• [STORED RECORDS]:
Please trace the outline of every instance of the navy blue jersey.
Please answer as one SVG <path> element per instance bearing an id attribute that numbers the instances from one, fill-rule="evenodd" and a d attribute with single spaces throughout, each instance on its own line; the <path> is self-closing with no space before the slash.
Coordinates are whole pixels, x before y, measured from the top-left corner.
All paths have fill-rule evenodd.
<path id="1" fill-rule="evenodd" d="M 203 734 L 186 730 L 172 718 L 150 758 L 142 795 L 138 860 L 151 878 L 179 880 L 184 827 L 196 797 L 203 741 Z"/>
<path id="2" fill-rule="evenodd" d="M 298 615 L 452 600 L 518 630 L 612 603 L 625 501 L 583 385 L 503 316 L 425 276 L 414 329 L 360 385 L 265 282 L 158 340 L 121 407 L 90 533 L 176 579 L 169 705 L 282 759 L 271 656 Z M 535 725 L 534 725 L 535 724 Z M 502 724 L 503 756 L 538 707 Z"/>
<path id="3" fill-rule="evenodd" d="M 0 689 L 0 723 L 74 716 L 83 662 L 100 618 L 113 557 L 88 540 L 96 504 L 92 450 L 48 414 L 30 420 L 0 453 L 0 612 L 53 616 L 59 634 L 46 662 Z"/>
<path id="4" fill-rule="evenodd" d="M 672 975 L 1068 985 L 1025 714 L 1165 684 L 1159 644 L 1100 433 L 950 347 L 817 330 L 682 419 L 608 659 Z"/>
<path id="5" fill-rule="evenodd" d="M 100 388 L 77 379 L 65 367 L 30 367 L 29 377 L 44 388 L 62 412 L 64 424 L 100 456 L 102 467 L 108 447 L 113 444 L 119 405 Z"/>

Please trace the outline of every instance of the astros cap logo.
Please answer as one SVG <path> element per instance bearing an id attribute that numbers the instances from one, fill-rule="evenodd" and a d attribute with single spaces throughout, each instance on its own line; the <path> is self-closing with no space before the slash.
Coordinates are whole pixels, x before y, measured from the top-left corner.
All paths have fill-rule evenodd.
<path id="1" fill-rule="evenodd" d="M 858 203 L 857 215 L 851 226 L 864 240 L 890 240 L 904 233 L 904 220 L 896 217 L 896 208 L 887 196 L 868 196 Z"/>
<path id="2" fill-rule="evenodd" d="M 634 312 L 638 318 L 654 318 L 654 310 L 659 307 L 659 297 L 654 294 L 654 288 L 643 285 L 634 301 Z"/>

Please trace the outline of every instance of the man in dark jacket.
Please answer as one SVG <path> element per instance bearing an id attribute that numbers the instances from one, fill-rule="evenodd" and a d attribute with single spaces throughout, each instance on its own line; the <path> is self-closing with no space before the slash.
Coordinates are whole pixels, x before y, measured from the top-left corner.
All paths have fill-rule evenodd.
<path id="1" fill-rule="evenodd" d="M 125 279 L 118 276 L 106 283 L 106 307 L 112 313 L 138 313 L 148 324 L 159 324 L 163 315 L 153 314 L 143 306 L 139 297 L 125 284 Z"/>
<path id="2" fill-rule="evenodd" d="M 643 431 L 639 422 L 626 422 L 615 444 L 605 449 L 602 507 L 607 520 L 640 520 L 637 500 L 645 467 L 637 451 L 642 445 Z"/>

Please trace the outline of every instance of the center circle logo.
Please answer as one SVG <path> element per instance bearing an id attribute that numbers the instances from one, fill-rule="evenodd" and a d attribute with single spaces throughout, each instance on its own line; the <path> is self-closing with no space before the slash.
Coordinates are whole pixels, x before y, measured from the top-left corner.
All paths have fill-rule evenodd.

• [DIRECTION]: Rescale the lines starting at the beginning of the items and ending at the line that contains "203 734 L 186", and give only those lines, requests included. Multiply every coordinate in the answers by 0.5 and round to a whole number, with halves rounded up.

• [TASK RESULT]:
Please trace the outline of every instance of the navy blue jersey.
Please answer as one SVG <path> element per instance bearing an id attribute that numbers the instances from one, fill-rule="evenodd" and a d attribute with single spaces throughout, each instance on its own line; the <path> is self-closing with no space before the slash.
Coordinates are whole pixels, x before y, measured from the top-left corner.
All paths have fill-rule evenodd.
<path id="1" fill-rule="evenodd" d="M 102 367 L 93 365 L 86 359 L 75 379 L 71 398 L 69 430 L 76 439 L 90 440 L 92 414 L 98 399 L 102 371 Z"/>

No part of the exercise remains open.